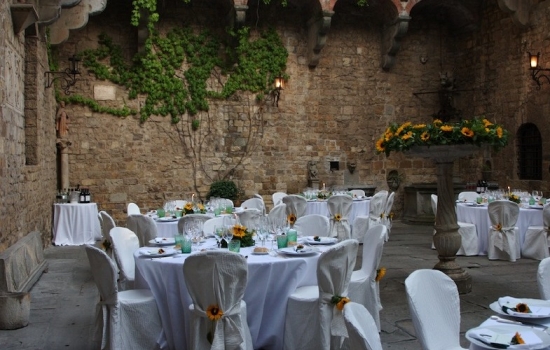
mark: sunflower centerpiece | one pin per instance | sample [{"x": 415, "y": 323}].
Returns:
[
  {"x": 476, "y": 131},
  {"x": 242, "y": 234}
]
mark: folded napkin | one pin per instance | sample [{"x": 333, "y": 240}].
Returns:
[
  {"x": 495, "y": 339},
  {"x": 510, "y": 303}
]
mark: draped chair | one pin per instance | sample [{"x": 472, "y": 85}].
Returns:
[
  {"x": 361, "y": 328},
  {"x": 216, "y": 281},
  {"x": 435, "y": 309},
  {"x": 363, "y": 287},
  {"x": 339, "y": 208},
  {"x": 313, "y": 225},
  {"x": 312, "y": 321},
  {"x": 126, "y": 319},
  {"x": 503, "y": 235},
  {"x": 377, "y": 206},
  {"x": 143, "y": 226},
  {"x": 125, "y": 243},
  {"x": 535, "y": 244}
]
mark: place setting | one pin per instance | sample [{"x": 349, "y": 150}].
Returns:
[{"x": 522, "y": 325}]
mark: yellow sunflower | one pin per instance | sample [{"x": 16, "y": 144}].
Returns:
[
  {"x": 425, "y": 136},
  {"x": 467, "y": 132},
  {"x": 343, "y": 301},
  {"x": 379, "y": 146},
  {"x": 291, "y": 218},
  {"x": 214, "y": 312},
  {"x": 380, "y": 273},
  {"x": 239, "y": 231}
]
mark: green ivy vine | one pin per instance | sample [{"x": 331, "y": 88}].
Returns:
[{"x": 158, "y": 75}]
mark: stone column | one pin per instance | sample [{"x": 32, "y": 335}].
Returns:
[
  {"x": 63, "y": 146},
  {"x": 447, "y": 240}
]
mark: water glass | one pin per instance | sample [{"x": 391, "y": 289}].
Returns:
[
  {"x": 234, "y": 245},
  {"x": 282, "y": 241}
]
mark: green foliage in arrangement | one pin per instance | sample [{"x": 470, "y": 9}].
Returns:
[{"x": 173, "y": 71}]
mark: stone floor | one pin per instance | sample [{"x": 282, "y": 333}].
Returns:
[{"x": 63, "y": 300}]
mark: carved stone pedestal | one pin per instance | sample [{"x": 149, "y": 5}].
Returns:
[{"x": 447, "y": 240}]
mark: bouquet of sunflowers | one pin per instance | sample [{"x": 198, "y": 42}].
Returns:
[
  {"x": 242, "y": 233},
  {"x": 475, "y": 131}
]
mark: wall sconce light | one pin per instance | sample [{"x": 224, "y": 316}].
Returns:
[
  {"x": 279, "y": 85},
  {"x": 68, "y": 76},
  {"x": 536, "y": 69}
]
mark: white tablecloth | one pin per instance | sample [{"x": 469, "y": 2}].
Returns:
[
  {"x": 359, "y": 207},
  {"x": 479, "y": 216},
  {"x": 75, "y": 224},
  {"x": 270, "y": 281}
]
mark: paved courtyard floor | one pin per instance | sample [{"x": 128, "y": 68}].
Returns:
[{"x": 64, "y": 299}]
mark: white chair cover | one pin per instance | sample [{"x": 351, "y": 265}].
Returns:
[
  {"x": 435, "y": 309},
  {"x": 340, "y": 205},
  {"x": 107, "y": 223},
  {"x": 133, "y": 209},
  {"x": 543, "y": 278},
  {"x": 313, "y": 225},
  {"x": 254, "y": 203},
  {"x": 386, "y": 216},
  {"x": 143, "y": 226},
  {"x": 360, "y": 227},
  {"x": 312, "y": 322},
  {"x": 363, "y": 287},
  {"x": 250, "y": 217},
  {"x": 468, "y": 233},
  {"x": 468, "y": 196},
  {"x": 535, "y": 244},
  {"x": 377, "y": 206},
  {"x": 277, "y": 198},
  {"x": 361, "y": 328},
  {"x": 187, "y": 217},
  {"x": 504, "y": 243},
  {"x": 127, "y": 319},
  {"x": 125, "y": 243},
  {"x": 278, "y": 213},
  {"x": 295, "y": 204},
  {"x": 357, "y": 193},
  {"x": 218, "y": 278}
]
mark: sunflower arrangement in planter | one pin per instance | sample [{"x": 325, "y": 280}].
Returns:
[
  {"x": 242, "y": 234},
  {"x": 477, "y": 131}
]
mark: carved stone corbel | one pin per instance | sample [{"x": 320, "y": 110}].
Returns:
[
  {"x": 318, "y": 27},
  {"x": 391, "y": 40}
]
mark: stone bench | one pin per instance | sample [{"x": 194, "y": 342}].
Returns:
[{"x": 21, "y": 265}]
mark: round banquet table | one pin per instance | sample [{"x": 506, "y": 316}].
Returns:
[
  {"x": 271, "y": 279},
  {"x": 479, "y": 216},
  {"x": 75, "y": 224},
  {"x": 359, "y": 207}
]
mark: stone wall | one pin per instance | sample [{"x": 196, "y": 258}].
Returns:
[{"x": 27, "y": 183}]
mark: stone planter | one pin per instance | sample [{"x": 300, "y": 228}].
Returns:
[{"x": 447, "y": 240}]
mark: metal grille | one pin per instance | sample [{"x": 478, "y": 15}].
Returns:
[{"x": 529, "y": 152}]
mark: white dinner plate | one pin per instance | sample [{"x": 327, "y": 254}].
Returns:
[
  {"x": 158, "y": 252},
  {"x": 167, "y": 219},
  {"x": 322, "y": 240},
  {"x": 301, "y": 252},
  {"x": 543, "y": 305},
  {"x": 509, "y": 330},
  {"x": 162, "y": 241}
]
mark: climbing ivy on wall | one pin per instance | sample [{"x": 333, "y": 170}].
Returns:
[{"x": 173, "y": 71}]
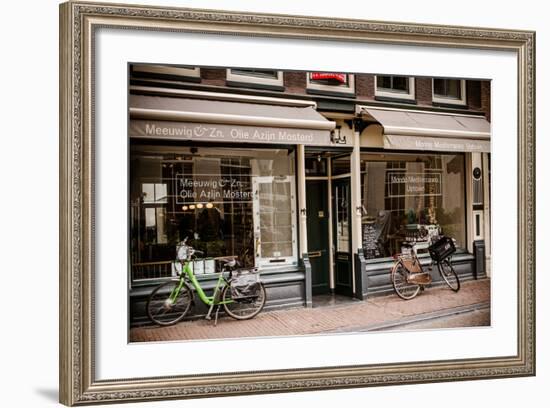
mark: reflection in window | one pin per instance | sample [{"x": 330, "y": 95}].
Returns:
[
  {"x": 208, "y": 195},
  {"x": 410, "y": 198}
]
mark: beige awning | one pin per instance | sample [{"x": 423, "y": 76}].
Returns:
[
  {"x": 221, "y": 120},
  {"x": 418, "y": 130}
]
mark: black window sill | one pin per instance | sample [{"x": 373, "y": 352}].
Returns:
[
  {"x": 450, "y": 105},
  {"x": 164, "y": 77},
  {"x": 335, "y": 93},
  {"x": 395, "y": 100}
]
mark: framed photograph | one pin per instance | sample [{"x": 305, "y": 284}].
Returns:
[{"x": 255, "y": 203}]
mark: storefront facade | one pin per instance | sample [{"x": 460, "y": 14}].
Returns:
[{"x": 318, "y": 199}]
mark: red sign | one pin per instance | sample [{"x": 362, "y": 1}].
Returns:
[{"x": 342, "y": 78}]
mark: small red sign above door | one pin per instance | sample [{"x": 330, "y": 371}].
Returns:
[{"x": 342, "y": 78}]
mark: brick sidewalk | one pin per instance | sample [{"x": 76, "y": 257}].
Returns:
[{"x": 352, "y": 316}]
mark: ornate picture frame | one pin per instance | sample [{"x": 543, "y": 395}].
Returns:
[{"x": 78, "y": 25}]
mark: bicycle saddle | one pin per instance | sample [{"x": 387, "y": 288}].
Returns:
[{"x": 229, "y": 262}]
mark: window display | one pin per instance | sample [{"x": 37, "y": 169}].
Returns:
[
  {"x": 227, "y": 202},
  {"x": 411, "y": 198}
]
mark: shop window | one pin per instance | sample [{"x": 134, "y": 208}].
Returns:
[
  {"x": 331, "y": 82},
  {"x": 165, "y": 72},
  {"x": 316, "y": 165},
  {"x": 226, "y": 202},
  {"x": 341, "y": 165},
  {"x": 397, "y": 87},
  {"x": 261, "y": 77},
  {"x": 450, "y": 91},
  {"x": 411, "y": 198}
]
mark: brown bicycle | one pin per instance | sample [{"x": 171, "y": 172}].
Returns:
[{"x": 408, "y": 276}]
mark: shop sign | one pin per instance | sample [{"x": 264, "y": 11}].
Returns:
[
  {"x": 212, "y": 188},
  {"x": 442, "y": 144},
  {"x": 342, "y": 78},
  {"x": 227, "y": 133},
  {"x": 402, "y": 184}
]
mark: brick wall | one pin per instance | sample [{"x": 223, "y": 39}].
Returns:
[
  {"x": 478, "y": 93},
  {"x": 364, "y": 86}
]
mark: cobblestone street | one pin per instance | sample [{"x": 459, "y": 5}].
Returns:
[{"x": 437, "y": 307}]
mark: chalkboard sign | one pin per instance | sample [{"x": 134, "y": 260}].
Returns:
[{"x": 370, "y": 246}]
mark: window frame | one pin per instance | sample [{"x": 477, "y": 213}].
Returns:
[
  {"x": 167, "y": 70},
  {"x": 450, "y": 100},
  {"x": 348, "y": 90},
  {"x": 395, "y": 94},
  {"x": 460, "y": 249},
  {"x": 267, "y": 262},
  {"x": 242, "y": 78}
]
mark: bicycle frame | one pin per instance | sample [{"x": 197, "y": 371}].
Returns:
[{"x": 208, "y": 300}]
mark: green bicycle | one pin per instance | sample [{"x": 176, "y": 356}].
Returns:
[{"x": 241, "y": 296}]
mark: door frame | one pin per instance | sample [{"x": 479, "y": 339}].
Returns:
[
  {"x": 345, "y": 178},
  {"x": 329, "y": 248}
]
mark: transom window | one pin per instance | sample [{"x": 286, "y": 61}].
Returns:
[
  {"x": 394, "y": 87},
  {"x": 449, "y": 91}
]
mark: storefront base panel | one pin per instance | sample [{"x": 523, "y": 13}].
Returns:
[
  {"x": 378, "y": 274},
  {"x": 283, "y": 290}
]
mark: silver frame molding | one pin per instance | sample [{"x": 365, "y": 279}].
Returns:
[{"x": 78, "y": 22}]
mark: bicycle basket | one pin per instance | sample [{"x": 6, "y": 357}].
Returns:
[
  {"x": 442, "y": 248},
  {"x": 245, "y": 284}
]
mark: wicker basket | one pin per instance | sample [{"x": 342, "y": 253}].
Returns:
[{"x": 442, "y": 249}]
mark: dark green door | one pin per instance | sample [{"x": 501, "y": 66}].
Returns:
[
  {"x": 341, "y": 209},
  {"x": 317, "y": 234}
]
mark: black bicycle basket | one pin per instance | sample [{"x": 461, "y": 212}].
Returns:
[
  {"x": 442, "y": 248},
  {"x": 245, "y": 284}
]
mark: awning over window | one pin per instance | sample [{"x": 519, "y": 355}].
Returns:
[
  {"x": 291, "y": 122},
  {"x": 417, "y": 130}
]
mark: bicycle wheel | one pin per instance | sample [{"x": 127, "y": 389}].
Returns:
[
  {"x": 449, "y": 275},
  {"x": 243, "y": 309},
  {"x": 404, "y": 289},
  {"x": 163, "y": 311}
]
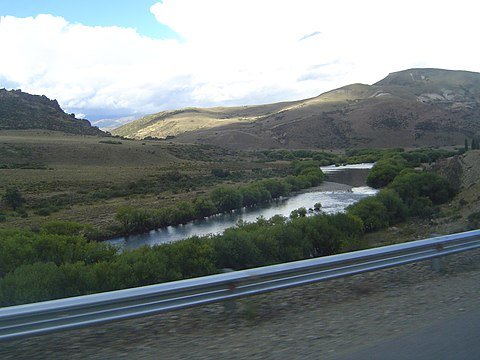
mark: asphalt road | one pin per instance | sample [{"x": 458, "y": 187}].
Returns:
[{"x": 457, "y": 338}]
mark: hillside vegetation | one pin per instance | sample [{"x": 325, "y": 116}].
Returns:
[
  {"x": 416, "y": 107},
  {"x": 19, "y": 110}
]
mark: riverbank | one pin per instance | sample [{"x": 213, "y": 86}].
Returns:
[
  {"x": 323, "y": 320},
  {"x": 333, "y": 197}
]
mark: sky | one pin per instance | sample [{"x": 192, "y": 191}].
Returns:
[{"x": 112, "y": 61}]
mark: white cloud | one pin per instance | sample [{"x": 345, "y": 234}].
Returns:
[{"x": 233, "y": 52}]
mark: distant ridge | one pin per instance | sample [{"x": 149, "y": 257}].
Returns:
[
  {"x": 414, "y": 107},
  {"x": 20, "y": 110}
]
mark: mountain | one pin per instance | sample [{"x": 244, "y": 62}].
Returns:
[
  {"x": 415, "y": 107},
  {"x": 20, "y": 110}
]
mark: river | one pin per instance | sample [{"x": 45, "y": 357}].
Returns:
[{"x": 346, "y": 186}]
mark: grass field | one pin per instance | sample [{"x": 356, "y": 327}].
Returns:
[{"x": 86, "y": 178}]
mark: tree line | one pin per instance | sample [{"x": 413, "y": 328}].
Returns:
[{"x": 222, "y": 199}]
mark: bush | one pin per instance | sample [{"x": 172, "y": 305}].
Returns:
[
  {"x": 226, "y": 199},
  {"x": 133, "y": 220},
  {"x": 411, "y": 184},
  {"x": 372, "y": 212},
  {"x": 13, "y": 198},
  {"x": 385, "y": 170},
  {"x": 397, "y": 211}
]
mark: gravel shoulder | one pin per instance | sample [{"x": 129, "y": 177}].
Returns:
[{"x": 323, "y": 320}]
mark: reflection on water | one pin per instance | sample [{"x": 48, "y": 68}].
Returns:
[{"x": 331, "y": 201}]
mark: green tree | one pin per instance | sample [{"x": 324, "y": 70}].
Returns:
[
  {"x": 226, "y": 199},
  {"x": 13, "y": 198}
]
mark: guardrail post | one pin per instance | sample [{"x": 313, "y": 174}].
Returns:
[
  {"x": 437, "y": 263},
  {"x": 230, "y": 306}
]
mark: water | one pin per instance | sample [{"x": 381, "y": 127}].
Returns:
[{"x": 334, "y": 197}]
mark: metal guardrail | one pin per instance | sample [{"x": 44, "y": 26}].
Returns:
[{"x": 56, "y": 315}]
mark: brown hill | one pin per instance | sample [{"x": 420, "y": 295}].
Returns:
[
  {"x": 416, "y": 107},
  {"x": 20, "y": 110}
]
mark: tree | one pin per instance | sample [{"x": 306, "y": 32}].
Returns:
[
  {"x": 226, "y": 199},
  {"x": 13, "y": 198}
]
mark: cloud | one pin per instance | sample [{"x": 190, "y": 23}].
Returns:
[{"x": 232, "y": 52}]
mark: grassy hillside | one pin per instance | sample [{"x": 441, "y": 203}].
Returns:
[
  {"x": 88, "y": 178},
  {"x": 416, "y": 107},
  {"x": 19, "y": 110}
]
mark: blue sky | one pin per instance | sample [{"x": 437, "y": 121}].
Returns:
[
  {"x": 123, "y": 13},
  {"x": 112, "y": 61}
]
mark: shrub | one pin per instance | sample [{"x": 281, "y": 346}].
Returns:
[
  {"x": 13, "y": 198},
  {"x": 133, "y": 220},
  {"x": 372, "y": 212},
  {"x": 397, "y": 211},
  {"x": 385, "y": 170},
  {"x": 226, "y": 199}
]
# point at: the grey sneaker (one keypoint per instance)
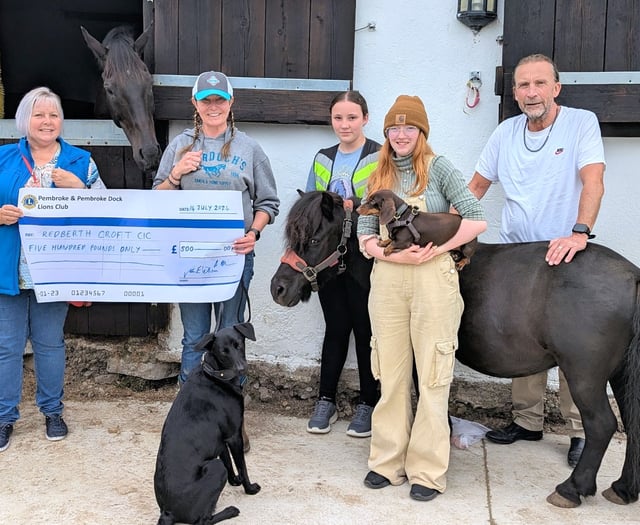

--*--

Set exercise
Reproduce the stretch from the line containing "mark: grassy hillside" through the end of the items, replacing "shrub" with "bush" and keeping everything else unchanged. Leave the pictures out of your answer.

Task answer
mark: grassy hillside | one pin per instance | sample [{"x": 441, "y": 203}].
Returns:
[
  {"x": 88, "y": 178},
  {"x": 416, "y": 107},
  {"x": 19, "y": 110}
]
mark: blue sky | one pin per instance | sample [{"x": 437, "y": 121}].
Returns:
[
  {"x": 123, "y": 13},
  {"x": 112, "y": 61}
]
mark: bush | one pin per instance | sample [{"x": 281, "y": 346}].
Returns:
[
  {"x": 13, "y": 198},
  {"x": 133, "y": 220},
  {"x": 372, "y": 212},
  {"x": 397, "y": 211},
  {"x": 385, "y": 170},
  {"x": 226, "y": 199}
]
# point at: the grey sneaker (one keypoint per instance)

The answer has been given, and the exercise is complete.